CHAPITRE II LA SOUTENABILITE DES FINANCES PUBLIQUES
DANS LA THEORIE ECONOMIQUE
La soutenabilité des finances publiques revêt une
importance particulière dans la théorie économique et
particulièrement en matière de politique économique. Elle
est une question centrale pour les décideurs publics et suscite des
analyses foisonnantes dont il n'est pas toujours facile de discerner les enjeux
ni les conséquences pour le service public. Vu son importance, plusieurs
théories économiques sont avancées. Ainsi ce chapitre fait
le point sur les notions générales de la soutenabilité
budgétaire (I) et justifie la grille d'analyse théorique qui a
été retenue qui englobe les différentes théories
sur la soutenabilité des finances publiques et la synthèse des
différents tests empiriques menés sur la question (II)
2.1. DEFINITIONS ET NOTIONS THEORIQUES DE LA
SOUTENABILITE
La soutenabilité est une notion dérivée
de la contrainte budgétaire inter-temporelle. La soutenabilité
budgétaire englobe plusieurs éléments distincts. C'est une
notion assez large et peut être traitée à l'aide de
plusieurs mécanismes. Les points de vue ont toujours divergé
autour de cette notion. Il y' à ceux qui traitent la
soutenabilité à partir d'une logique purement budgétaire
et de solvabilité. Il y' à aussi ceux qui analysent le
problème du côté des marchés financiers et
investisseurs. Enfin, certains privilégient d'aborder la
soutenabilité en mettant en valeur les richesses de l'Etat. Nous nous
s'apercevons donc que traiter la question de la soutenabilité revient
à analyser et interpréter plusieurs facteurs susceptibles
d'améliorer ou dégrader la situation de la dette. L'essentiel est
de savoir comment exploiter les éléments favorables et comment
éviter les facteurs défavorables. D'une façon
générale, la condition de soutenabilité impose deux
égalités équivalentes et complémentaires.
Premièrement, la dette courante doit être égale à la
valeur actualisée des excédents budgétaires futurs
anticipés. Deuxièmement, l'anticipation de la valeur
actualisée de la dette est nulle sur un horizon tendant vers l'infini.

------------------------------------------------

**CONSIGNE A**
Modifiez l'extrait sur la soutenabilité des finances publiques : commencez aux mots « CHAPITRE II LA », arrêtez-vous après « la question (II) » et remplacez « décideurs publics » par « responsables publics ».

------------------------------------------------

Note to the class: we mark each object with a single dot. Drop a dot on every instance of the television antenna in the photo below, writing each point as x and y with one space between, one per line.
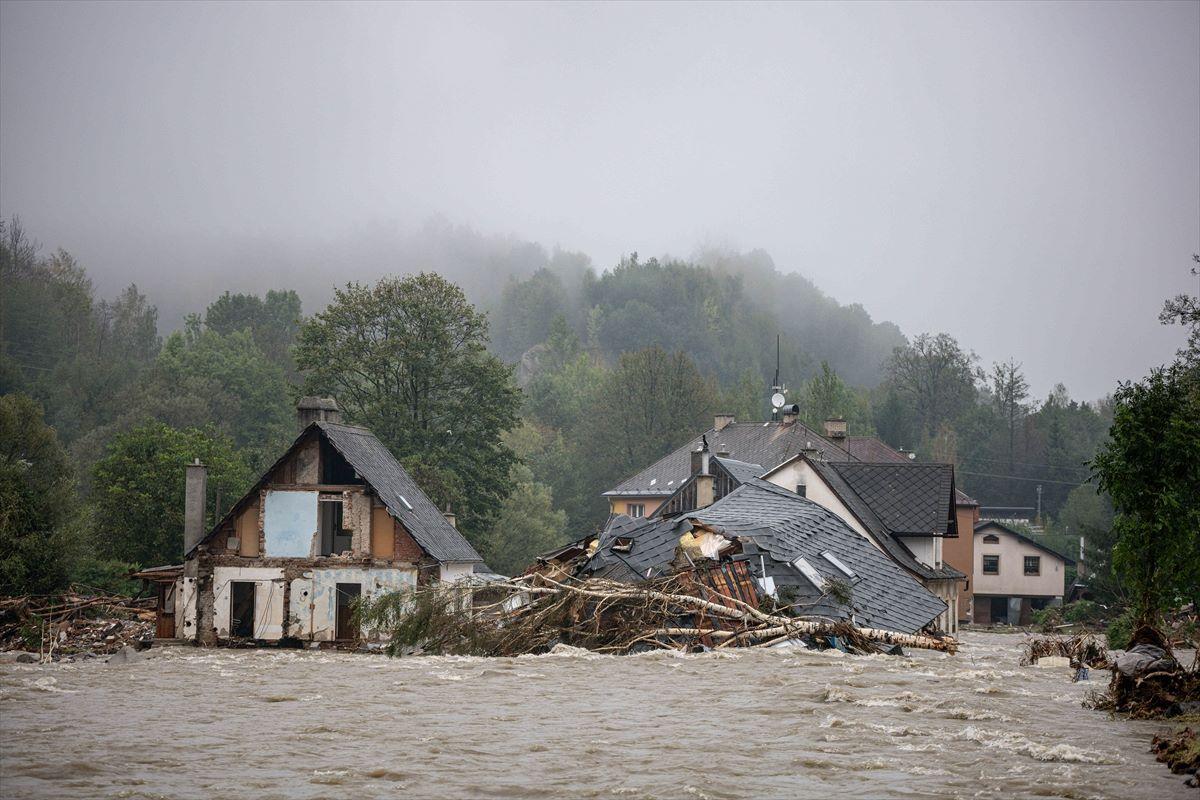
778 390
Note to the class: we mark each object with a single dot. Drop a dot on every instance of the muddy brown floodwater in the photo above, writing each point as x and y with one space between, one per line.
279 723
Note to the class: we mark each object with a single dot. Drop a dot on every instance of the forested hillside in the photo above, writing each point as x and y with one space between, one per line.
588 376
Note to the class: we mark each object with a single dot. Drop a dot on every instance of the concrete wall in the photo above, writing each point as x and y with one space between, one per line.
268 599
1012 579
313 596
789 476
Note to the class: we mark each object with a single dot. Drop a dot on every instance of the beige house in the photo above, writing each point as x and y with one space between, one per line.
1014 576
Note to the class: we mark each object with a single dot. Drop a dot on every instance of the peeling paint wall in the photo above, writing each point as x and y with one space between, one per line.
313 596
268 599
186 608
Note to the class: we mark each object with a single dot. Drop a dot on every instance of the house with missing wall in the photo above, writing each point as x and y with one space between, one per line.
870 495
334 519
1014 575
797 551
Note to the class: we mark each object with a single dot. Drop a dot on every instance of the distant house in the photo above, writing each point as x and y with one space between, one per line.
793 547
790 455
335 518
1014 576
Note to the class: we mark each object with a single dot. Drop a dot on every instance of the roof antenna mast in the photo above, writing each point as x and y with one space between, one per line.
778 390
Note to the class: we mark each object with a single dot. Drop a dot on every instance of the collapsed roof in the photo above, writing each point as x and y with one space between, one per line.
793 546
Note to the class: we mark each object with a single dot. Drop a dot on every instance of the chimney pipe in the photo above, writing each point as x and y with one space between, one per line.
196 487
835 431
317 409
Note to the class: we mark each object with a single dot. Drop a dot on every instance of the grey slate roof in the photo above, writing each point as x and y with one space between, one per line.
371 459
760 443
876 528
910 499
991 523
775 528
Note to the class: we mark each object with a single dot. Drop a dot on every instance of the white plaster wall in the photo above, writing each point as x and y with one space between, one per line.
1012 579
799 471
454 571
313 597
186 608
268 599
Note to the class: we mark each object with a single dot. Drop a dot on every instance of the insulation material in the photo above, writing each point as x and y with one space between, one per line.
289 523
313 597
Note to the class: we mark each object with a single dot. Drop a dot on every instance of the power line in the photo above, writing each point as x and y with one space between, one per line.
1014 477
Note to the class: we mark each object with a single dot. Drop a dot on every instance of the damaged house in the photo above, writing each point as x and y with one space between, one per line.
795 551
335 518
904 509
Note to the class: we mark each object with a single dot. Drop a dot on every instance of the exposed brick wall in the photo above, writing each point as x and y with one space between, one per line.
406 547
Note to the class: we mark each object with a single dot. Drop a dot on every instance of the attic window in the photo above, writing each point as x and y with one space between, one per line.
837 561
809 572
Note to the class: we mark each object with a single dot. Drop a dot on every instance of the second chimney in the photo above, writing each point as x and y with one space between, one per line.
317 409
835 431
196 488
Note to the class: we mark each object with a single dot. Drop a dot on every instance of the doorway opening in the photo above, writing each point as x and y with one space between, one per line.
241 608
347 593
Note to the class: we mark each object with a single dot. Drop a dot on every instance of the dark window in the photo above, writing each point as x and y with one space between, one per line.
241 608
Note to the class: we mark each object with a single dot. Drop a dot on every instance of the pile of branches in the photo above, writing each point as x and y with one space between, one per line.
1084 650
1152 685
535 612
75 623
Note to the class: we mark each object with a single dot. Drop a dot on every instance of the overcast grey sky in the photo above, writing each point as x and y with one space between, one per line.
1025 176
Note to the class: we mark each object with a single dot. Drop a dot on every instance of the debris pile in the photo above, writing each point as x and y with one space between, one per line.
75 624
1147 681
1084 650
685 611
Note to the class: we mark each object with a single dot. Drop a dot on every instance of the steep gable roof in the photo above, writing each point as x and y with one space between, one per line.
876 528
754 443
777 527
394 486
910 499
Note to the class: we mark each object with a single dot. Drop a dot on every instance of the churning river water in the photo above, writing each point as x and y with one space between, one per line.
282 723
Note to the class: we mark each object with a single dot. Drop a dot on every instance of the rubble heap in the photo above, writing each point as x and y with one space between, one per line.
687 611
75 624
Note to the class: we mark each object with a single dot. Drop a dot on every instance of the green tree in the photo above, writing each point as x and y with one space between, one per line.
138 489
407 359
1009 390
653 402
528 524
37 501
937 376
1151 469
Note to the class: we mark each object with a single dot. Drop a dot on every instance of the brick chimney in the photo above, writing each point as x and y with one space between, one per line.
700 458
835 431
317 409
196 487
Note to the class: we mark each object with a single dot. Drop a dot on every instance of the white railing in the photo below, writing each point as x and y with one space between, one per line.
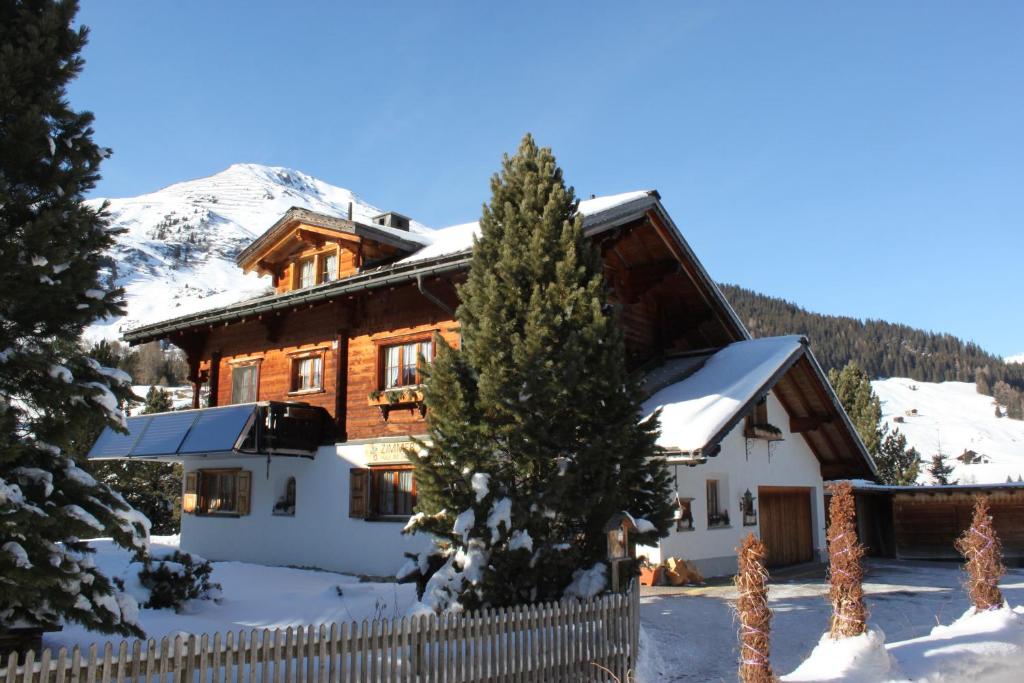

------------------------------------------------

**CONSIGNE B**
Filtrez les entrées en ne gardant que les lignes qui contiennent la chaîne « branches », en respectant la casse.

**RÉSULTAT ATTENDU A**
CHAPITRE II LA SOUTENABILITE DES FINANCES PUBLIQUES
DANS LA THEORIE ECONOMIQUE
La soutenabilité des finances publiques revêt une
importance particulière dans la théorie économique et
particulièrement en matière de politique économique. Elle
est une question centrale pour les responsables publics et suscite des
analyses foisonnantes dont il n'est pas toujours facile de discerner les enjeux
ni les conséquences pour le service public. Vu son importance, plusieurs
théories économiques sont avancées. Ainsi ce chapitre fait
le point sur les notions générales de la soutenabilité
budgétaire (I) et justifie la grille d'analyse théorique qui a
été retenue qui englobe les différentes théories
sur la soutenabilité des finances publiques et la synthèse des
différents tests empiriques menés sur la question (II)

**RÉSULTAT ATTENDU B**
Note to the class: we mark each object with a single dot. Drop a dot on every instance of the pile of branches in the photo above, writing each point as x and y with one space between, one per line.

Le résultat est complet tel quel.